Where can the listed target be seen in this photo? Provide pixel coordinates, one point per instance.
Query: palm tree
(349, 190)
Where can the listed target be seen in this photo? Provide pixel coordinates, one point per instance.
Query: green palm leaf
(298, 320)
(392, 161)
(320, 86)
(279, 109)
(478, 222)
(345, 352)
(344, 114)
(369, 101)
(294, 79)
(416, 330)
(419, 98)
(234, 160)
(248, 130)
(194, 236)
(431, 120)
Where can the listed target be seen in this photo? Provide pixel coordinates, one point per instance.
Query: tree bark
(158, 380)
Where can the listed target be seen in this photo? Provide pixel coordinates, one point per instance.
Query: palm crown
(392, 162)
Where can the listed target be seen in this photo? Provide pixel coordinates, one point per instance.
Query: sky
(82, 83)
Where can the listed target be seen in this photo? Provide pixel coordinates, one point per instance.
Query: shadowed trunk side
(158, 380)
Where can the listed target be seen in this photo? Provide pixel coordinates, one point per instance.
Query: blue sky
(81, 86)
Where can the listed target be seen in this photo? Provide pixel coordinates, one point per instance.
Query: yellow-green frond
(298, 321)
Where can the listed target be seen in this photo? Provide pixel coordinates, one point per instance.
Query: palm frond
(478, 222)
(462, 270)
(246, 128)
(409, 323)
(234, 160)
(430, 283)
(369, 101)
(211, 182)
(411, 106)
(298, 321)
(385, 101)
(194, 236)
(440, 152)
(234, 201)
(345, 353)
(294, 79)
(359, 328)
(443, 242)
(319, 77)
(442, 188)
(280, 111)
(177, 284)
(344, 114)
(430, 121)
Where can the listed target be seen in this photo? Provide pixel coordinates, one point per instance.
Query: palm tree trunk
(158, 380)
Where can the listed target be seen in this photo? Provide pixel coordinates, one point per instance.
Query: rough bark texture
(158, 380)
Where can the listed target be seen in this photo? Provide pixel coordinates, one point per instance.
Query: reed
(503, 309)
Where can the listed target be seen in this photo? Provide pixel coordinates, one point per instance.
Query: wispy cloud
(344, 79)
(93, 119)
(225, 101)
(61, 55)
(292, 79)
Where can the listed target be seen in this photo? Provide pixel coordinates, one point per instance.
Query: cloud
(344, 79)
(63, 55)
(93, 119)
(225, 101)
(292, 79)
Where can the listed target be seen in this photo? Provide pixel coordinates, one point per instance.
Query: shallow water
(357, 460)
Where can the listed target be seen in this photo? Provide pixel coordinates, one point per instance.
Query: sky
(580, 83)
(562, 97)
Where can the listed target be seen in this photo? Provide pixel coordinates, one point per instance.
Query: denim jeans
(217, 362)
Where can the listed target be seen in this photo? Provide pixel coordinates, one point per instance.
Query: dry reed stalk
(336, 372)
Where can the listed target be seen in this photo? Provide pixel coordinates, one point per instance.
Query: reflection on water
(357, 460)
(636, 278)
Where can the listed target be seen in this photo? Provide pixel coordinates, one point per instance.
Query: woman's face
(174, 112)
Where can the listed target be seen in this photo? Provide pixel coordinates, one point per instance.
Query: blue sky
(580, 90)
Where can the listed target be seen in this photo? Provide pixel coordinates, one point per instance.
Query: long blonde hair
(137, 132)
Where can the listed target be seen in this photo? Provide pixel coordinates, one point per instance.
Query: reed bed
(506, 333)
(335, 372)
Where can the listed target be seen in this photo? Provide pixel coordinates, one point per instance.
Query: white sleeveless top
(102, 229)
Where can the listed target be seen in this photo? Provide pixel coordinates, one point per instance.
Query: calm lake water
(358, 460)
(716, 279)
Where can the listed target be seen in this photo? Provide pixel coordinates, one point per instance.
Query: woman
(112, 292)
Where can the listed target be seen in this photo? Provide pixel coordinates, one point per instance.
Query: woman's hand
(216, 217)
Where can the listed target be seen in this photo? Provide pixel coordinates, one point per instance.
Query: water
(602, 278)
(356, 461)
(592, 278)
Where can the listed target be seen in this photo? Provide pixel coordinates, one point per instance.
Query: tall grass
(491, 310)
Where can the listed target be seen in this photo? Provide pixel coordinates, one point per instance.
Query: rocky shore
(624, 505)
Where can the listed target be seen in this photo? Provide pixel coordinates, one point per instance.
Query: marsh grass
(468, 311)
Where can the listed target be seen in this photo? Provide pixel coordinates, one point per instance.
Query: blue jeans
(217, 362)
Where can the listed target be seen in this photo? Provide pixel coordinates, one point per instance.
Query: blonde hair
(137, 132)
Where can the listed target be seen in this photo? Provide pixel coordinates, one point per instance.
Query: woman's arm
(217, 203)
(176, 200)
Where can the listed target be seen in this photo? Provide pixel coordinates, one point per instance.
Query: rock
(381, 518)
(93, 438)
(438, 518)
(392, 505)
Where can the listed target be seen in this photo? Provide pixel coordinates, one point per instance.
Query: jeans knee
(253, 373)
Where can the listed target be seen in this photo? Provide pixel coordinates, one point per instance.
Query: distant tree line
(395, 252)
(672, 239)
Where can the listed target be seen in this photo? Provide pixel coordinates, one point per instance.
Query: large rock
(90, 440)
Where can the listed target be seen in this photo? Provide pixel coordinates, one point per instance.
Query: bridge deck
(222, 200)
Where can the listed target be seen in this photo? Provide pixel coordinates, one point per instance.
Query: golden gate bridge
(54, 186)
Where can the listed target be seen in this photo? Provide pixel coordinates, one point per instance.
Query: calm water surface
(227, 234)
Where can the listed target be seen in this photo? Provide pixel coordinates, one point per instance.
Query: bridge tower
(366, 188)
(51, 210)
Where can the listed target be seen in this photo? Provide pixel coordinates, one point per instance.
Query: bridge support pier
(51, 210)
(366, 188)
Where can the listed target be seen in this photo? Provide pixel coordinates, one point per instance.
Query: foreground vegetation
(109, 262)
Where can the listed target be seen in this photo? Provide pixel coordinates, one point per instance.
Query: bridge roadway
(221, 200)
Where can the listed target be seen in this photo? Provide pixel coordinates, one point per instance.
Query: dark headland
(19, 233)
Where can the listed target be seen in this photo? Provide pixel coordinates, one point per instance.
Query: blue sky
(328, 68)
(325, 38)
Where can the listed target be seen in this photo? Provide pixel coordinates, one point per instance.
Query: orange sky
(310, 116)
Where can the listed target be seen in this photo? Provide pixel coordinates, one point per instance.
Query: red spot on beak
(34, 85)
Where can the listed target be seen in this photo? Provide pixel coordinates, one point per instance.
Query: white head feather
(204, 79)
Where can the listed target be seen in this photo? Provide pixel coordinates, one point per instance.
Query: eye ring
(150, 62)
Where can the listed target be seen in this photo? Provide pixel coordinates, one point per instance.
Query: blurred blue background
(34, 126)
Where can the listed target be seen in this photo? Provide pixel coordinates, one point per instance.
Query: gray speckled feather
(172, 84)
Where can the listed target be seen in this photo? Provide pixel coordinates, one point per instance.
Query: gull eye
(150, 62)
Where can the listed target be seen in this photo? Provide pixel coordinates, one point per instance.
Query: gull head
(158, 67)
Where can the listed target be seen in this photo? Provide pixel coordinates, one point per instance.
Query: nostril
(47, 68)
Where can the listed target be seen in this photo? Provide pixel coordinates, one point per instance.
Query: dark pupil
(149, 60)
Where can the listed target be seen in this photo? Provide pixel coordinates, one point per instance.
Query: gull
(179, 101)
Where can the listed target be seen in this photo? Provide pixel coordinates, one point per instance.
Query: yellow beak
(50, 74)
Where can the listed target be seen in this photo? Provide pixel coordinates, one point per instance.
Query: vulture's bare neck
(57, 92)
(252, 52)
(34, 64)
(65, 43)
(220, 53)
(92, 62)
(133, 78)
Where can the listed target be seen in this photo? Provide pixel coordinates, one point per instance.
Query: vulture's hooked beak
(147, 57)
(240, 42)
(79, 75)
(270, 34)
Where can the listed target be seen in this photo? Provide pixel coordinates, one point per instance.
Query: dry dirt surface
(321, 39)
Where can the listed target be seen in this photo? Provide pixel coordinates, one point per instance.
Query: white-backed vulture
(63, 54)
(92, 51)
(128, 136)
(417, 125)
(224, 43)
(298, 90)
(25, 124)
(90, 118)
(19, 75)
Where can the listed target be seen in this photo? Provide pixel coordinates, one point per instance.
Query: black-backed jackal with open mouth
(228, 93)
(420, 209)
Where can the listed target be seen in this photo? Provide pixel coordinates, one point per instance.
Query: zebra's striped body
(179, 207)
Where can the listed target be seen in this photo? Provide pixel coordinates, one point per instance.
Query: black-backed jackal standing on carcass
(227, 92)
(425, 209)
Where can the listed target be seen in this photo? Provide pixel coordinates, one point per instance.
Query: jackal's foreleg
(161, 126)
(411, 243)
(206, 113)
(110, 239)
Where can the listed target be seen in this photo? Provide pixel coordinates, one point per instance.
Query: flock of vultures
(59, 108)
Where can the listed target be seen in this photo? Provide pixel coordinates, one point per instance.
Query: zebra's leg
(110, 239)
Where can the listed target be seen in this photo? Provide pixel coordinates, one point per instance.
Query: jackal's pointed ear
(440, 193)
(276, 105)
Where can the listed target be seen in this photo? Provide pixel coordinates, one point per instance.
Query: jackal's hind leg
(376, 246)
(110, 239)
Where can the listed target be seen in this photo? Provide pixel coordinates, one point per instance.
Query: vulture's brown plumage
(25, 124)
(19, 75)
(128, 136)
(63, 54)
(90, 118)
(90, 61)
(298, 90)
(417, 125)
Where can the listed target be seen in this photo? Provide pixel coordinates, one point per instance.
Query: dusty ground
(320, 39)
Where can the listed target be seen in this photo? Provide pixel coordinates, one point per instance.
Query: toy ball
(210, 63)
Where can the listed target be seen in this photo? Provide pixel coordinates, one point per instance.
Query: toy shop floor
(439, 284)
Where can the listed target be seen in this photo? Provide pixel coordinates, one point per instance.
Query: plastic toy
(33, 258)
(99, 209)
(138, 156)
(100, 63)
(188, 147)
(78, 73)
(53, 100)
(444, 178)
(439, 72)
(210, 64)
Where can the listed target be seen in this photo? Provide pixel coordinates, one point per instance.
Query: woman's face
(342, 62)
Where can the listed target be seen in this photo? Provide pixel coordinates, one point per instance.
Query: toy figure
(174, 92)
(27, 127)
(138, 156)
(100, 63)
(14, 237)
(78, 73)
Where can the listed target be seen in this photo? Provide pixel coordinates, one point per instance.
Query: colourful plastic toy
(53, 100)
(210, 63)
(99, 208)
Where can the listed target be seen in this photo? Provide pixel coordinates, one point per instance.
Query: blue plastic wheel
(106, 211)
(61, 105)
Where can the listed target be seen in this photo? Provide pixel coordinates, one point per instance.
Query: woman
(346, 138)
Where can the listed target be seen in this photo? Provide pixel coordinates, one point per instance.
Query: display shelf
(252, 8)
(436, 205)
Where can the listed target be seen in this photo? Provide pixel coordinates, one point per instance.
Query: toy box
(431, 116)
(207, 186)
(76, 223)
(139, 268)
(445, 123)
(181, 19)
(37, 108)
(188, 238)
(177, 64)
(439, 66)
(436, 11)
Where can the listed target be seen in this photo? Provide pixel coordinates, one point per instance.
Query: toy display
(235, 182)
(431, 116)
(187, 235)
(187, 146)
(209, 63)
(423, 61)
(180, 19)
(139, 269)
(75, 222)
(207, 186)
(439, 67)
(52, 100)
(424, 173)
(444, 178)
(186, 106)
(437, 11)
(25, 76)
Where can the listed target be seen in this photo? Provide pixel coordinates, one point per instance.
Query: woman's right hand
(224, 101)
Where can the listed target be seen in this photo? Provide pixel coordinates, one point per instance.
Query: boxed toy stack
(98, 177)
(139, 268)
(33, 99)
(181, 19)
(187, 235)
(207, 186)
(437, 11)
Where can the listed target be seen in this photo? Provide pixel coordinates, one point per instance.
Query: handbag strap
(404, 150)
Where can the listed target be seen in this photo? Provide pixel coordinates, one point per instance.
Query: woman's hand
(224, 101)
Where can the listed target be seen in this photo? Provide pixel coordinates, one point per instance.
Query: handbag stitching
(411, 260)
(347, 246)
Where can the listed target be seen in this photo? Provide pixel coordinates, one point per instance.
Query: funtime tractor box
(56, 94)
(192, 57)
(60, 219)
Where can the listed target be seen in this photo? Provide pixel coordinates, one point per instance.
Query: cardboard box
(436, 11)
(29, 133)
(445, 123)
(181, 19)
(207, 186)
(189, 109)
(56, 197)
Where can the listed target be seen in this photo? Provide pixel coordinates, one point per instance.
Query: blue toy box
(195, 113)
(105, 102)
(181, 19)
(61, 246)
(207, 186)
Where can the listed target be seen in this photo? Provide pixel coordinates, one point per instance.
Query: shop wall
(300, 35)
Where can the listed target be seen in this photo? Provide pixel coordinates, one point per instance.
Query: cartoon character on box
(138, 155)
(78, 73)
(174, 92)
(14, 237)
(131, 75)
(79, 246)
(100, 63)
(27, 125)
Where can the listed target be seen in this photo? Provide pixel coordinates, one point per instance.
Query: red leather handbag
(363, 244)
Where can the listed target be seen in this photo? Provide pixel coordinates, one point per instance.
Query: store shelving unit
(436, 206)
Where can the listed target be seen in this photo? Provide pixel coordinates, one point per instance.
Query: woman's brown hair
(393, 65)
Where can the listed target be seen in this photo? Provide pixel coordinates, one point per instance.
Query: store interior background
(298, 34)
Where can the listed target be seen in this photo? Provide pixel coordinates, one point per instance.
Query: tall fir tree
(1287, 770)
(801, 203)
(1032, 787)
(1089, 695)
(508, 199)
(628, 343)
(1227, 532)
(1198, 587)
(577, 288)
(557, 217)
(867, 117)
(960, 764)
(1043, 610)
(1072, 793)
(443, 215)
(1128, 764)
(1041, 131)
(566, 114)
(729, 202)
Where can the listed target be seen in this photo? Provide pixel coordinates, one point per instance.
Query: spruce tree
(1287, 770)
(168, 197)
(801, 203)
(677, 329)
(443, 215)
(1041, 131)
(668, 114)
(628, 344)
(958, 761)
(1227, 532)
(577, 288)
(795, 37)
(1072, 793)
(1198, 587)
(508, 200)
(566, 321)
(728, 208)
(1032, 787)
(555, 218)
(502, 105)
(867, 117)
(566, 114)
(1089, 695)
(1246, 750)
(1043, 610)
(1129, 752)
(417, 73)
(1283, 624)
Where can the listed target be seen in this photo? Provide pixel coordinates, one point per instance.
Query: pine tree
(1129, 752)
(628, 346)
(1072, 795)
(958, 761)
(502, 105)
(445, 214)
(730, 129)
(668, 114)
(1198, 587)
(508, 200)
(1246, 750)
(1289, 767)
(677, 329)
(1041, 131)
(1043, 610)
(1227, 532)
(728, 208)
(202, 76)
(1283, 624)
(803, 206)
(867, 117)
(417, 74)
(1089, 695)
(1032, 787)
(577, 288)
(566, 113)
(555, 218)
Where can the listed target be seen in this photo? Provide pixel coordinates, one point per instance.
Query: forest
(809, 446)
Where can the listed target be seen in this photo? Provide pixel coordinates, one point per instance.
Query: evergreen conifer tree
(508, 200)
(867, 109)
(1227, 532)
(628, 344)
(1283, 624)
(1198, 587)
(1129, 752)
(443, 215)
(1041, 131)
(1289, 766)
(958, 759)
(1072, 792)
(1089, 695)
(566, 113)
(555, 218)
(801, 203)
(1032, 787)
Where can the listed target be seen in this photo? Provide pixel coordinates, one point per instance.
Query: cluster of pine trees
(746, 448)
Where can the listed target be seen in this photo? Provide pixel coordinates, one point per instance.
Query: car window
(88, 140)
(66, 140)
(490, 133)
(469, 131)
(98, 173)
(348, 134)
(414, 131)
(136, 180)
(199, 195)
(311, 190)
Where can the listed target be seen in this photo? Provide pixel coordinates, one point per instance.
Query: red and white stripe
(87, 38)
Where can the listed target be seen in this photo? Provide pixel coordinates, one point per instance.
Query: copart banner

++++++++++++++++++++

Collect every line of the listing above that contains the word "display". Treat uppercase and lowercase as different.

Query: display shelf
Query: toy display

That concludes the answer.